**Document:**
Religious Liberty Experts call for "Responsible Dissemination of Religion or Belief"

News February 2000

Madrid, Spain ... Religious liberty experts are calling for a "responsible dissemination of religion or belief" by members of religious communities. A 14-point statement of "Guiding Principles" was adopted by a 25-member Board of Experts of the International Religious Liberty Association (IRLA) meeting in Madrid in late January. The document challenges religious communities around the world to recognize the "increasing reality of religious pluralism" and emphasizes the urgent need to improve the way religious convictions are shared. It calls for an increased sensitivity to the history, convictions, way of life and culture of individuals targeted for missionary activity.

"With this declaration we are taking an important step forward on an issue which historically has been very difficult," says Gunnar Staalsett, Bishop of Oslo and IRLA president for 1999. "The issue of proselytism is touching the nerve of most religious communities. The fact that we have addressed this issue in the context of dissemination of religion or belief makes it possible to transcend narrow definitions."

**Written instruction:**
Continue the news report on the religious liberty statement adopted in Madrid, beginning directly after its final sentence. The material that follows is not required for this task.

**Stored rows:**
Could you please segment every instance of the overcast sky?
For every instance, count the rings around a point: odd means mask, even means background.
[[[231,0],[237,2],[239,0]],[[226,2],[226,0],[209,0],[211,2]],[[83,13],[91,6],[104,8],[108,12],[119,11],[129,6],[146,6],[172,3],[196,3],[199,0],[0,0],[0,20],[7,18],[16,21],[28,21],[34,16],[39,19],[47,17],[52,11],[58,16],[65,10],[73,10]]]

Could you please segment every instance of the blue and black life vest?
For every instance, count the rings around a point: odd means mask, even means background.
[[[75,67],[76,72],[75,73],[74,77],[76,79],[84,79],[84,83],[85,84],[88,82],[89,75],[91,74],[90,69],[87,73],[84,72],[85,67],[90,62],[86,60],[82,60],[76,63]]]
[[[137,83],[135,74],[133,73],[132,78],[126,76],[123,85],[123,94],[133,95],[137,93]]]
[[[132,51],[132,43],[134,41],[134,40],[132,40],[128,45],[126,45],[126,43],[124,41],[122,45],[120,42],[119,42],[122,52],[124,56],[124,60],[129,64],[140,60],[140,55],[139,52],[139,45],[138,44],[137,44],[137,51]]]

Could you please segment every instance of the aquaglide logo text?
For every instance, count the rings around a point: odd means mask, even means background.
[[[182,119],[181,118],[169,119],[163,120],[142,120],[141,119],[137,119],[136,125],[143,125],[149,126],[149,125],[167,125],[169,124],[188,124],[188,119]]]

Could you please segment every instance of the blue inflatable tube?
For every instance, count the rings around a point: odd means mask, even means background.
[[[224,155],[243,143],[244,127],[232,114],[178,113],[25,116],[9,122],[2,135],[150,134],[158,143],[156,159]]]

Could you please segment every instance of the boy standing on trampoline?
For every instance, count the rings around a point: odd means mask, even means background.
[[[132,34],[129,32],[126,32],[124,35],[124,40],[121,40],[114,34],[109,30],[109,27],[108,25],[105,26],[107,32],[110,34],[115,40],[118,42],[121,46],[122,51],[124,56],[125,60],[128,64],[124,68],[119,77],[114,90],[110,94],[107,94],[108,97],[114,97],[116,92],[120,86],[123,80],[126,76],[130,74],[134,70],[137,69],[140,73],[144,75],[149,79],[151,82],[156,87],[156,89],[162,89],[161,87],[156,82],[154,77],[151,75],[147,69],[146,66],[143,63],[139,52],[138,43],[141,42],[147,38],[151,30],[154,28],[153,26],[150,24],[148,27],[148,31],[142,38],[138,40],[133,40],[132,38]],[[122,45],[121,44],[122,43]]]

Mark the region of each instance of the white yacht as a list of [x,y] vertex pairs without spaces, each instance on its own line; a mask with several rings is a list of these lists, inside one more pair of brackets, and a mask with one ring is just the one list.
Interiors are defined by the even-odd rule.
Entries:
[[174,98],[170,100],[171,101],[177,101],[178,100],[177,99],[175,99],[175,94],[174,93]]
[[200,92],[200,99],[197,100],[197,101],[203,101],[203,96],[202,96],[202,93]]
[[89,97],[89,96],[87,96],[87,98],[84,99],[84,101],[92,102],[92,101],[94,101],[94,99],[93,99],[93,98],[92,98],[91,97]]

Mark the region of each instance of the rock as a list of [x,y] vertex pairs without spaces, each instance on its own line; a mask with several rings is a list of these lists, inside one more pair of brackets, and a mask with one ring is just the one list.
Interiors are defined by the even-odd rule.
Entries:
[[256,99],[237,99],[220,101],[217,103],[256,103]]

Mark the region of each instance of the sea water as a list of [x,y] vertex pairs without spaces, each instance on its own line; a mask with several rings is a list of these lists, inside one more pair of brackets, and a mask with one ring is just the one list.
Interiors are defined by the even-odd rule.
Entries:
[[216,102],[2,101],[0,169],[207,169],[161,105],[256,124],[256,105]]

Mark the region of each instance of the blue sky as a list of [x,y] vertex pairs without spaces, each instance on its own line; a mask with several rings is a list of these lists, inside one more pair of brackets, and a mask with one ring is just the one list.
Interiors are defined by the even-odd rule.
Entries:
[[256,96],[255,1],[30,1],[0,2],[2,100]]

**Answer to the task:**
The principles expressed in the statement have "primarily an ethical character and provide criteria to guide individuals and communities in their relations with each other." The human rights experts concluded that these principles "also have relevance for relations between religious communities and states."

The document refers to international human rights instruments as a point of reference and calls for truthful and fair dissemination of faith or beliefs and that adherents to a particular religion, faith, or belief should practice what they preach. It is available at: www.irla.org.

"It is necessary to guarantee all religions the right to disseminate their beliefs, as well as the right of each individual to join a religion or belief, or change it, without coercion," says Professor Alberto de la Hera, director general of Religious Affairs, Ministry of Justice of Spain and a participant in the meetings. He adds that "the continuous growth of religious pluralism in a wide range of countries traditionally influenced by a predominant religion, brings today the need to create a climate of respect among all religious confessions."

According to Dr. John Graz, secretary-general of the IRLA, the document will receive wide distribution.

"We will send it firstly to the religious communities around the world, but the declaration will also be of interest, we believe, to the governments and the international bodies who are concerned with making the world a better place to live," says Graz.

Reacting to the document, Abdelfattah Amor, Special Rapporteur on Religious Intolerance, UN Human Rights Commission, called it "a good text, but it will take time to bear fruit."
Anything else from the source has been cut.